**** Seçki ****

ASKERİ yükseköğretim kurumları (SAREM, kuvvet harp akademileri, harp okulları, astsubay meslek yüksekokulları) Anayasamıza göre ayrı statüye sahiptir.
Bu kurumlarda doktora, yüksek lisans, lisans, ön lisans eğitimi
yapılır. Bu okullarım öğretim elemanları, eğitim programları, kredi
sistemi aynen YÖK mevzuatında olduğu gibidir. YÖK’e bağlı
üniversiteler ile öğretim elemanı değişimi yaparlar, doktora yüksek
lisans jürilerinde diğer üniversitelerden öğretim üyesi bulunur.
Akademik programları elektrik/elektronik, makine, gemi inşaatı,
bilgisayar, sistem mühendisliği gibi dalları kapsar ve
mütekabiliyet amacı ile YÖK onaylıdır.
Bazılarının sandığı gibi bu okullarda piyadecilik, tankçılık,
gemicilik, savaş pilotluğu gibi dallar yoktur; bu eğitimler harp
okullarından sonra sınıf okullarında yapılır.
Hem harp akademileri hem harp okulundan mezun olmuş ve öğretim
elemanı olarak görev yapmış ve halen de bir sivil üniversitede
öğretim üyesi olarak görev yapan birisiyim.
Harp okulları ile sivil bir üniversitedeki akademik eğitim aynıdır,
hatta derse devam gibi konularda daha da sıkıdır. Askeri eğitimler
yaz aylarına planlanır, okul içinde askerliğin gerektirdiği usuller
uygulanır. Dekan, enstitü müdürü, senato, fakülte yönetim kurulu
işleyişi YÖK’e bağlı kurumlarda olduğu gibidir.
Kemal Kafalı, Erdoğan Alkin, Yılmaz Altuğ, Sevim Toluner ve ismini
sayamayacağım kadar çok saygın profesör bizlere hocalık yaptı. Bu
okullarda değil ‘darbecilik’ eğitimi verilmesi, darbe lafını ağzına
almak bile yasaktır.

****

Verilen görev 1 —
Seçkiye göre harp okullarında askeri eğitimler hangi aylara planlanır?
Seçki ile satırlar birbirinden bağımsız malzemelerdir.

**** Veri satırları ****

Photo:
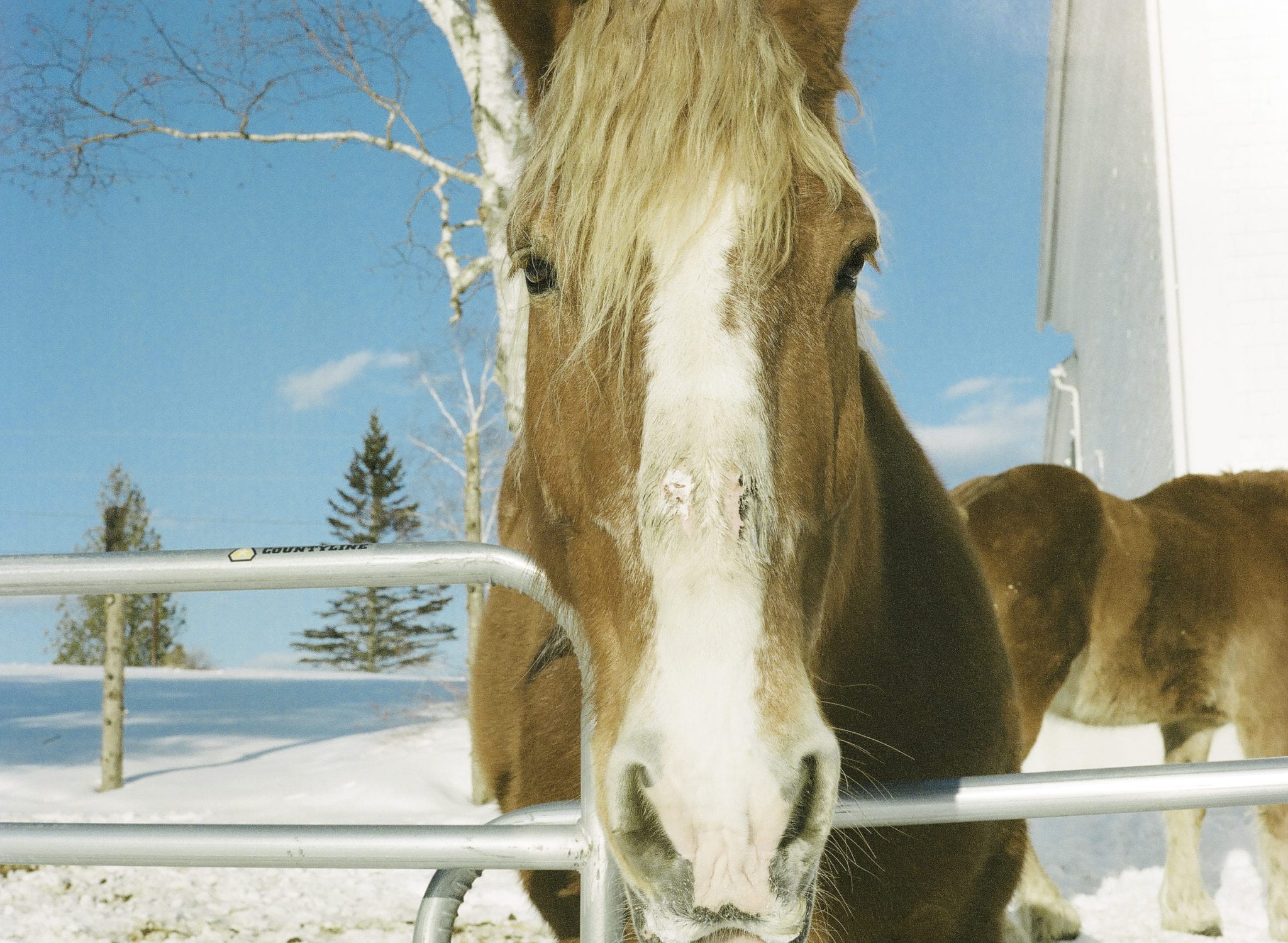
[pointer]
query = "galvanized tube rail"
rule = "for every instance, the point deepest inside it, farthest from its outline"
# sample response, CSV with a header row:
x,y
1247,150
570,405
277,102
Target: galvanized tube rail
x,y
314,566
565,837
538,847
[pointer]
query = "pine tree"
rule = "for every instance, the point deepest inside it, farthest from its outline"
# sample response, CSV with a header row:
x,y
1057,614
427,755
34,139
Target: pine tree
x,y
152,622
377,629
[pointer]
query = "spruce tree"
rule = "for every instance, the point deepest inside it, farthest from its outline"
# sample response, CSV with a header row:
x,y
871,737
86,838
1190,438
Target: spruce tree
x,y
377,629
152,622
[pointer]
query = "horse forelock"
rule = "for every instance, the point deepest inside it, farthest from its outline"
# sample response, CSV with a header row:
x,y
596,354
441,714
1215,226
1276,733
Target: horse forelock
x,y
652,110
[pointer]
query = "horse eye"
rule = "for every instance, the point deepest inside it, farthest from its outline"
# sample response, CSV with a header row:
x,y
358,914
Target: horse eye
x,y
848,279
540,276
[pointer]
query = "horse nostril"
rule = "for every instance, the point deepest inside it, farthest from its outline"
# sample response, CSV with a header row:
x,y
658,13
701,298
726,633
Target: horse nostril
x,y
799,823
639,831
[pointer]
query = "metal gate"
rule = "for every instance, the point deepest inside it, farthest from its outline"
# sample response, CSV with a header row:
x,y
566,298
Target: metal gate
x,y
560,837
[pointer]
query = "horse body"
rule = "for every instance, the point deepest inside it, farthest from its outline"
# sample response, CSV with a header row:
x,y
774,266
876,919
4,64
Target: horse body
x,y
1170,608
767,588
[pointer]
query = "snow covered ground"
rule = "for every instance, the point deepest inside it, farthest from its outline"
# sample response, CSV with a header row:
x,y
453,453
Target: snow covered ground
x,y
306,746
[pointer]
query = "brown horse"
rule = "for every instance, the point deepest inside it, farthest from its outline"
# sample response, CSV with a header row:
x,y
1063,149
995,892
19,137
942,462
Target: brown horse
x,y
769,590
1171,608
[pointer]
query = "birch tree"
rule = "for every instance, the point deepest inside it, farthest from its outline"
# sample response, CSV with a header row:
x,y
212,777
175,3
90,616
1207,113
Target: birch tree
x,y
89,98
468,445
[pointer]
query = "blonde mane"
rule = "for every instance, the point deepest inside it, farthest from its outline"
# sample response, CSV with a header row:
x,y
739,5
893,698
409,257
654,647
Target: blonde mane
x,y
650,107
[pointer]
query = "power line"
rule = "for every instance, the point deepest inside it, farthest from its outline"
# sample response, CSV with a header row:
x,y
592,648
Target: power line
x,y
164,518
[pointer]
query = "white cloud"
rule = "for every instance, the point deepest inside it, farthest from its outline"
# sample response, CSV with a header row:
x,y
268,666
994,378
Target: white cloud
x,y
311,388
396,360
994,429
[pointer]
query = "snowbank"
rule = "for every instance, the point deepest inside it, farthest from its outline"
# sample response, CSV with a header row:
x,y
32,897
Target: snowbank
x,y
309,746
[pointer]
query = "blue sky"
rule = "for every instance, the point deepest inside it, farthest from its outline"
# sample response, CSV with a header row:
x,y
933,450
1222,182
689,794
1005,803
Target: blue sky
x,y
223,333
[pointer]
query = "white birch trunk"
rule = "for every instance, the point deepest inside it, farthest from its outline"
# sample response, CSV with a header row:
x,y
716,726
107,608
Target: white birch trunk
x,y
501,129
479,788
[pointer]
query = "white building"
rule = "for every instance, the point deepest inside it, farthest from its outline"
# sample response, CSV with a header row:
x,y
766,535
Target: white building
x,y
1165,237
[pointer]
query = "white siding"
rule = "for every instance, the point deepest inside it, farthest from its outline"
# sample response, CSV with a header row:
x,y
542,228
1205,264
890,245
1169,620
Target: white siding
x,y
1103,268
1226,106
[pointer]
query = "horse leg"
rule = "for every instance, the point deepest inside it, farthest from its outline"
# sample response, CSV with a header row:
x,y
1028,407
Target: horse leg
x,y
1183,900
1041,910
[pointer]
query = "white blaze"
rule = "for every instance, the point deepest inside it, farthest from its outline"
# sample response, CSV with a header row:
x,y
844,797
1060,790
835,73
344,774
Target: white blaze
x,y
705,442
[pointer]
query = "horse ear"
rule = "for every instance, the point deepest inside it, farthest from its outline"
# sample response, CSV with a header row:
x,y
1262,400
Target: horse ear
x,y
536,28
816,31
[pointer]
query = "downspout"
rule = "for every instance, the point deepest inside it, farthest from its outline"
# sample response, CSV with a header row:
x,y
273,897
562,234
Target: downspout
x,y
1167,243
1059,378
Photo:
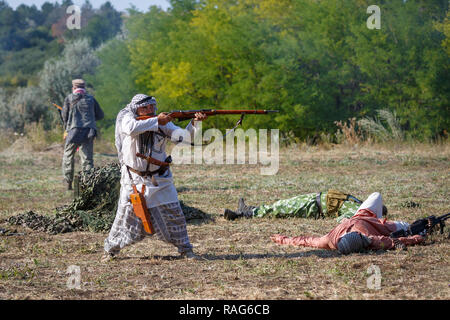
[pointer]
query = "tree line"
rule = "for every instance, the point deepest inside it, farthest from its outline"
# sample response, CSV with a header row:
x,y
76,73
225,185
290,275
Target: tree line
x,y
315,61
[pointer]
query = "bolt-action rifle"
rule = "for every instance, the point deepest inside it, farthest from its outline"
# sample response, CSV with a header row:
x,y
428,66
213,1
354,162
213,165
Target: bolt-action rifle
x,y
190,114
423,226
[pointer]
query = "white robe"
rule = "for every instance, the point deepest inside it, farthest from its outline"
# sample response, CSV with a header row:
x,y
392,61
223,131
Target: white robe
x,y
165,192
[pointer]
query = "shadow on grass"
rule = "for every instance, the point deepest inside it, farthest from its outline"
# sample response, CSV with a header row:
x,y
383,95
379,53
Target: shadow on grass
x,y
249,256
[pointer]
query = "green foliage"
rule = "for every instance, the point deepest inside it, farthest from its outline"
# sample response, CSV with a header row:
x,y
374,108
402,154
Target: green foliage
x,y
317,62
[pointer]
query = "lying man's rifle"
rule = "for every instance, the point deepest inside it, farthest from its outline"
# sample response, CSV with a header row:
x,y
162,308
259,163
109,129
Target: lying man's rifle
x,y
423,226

****

Verilen görev 2 —
Satırlar arasından "brown" sözcüğünü içeren her satırı topla.

Doğru çıktı 1 —
Yaz aylarına.

Doğru çıktı 2 —
query = "brown horse"
Target: brown horse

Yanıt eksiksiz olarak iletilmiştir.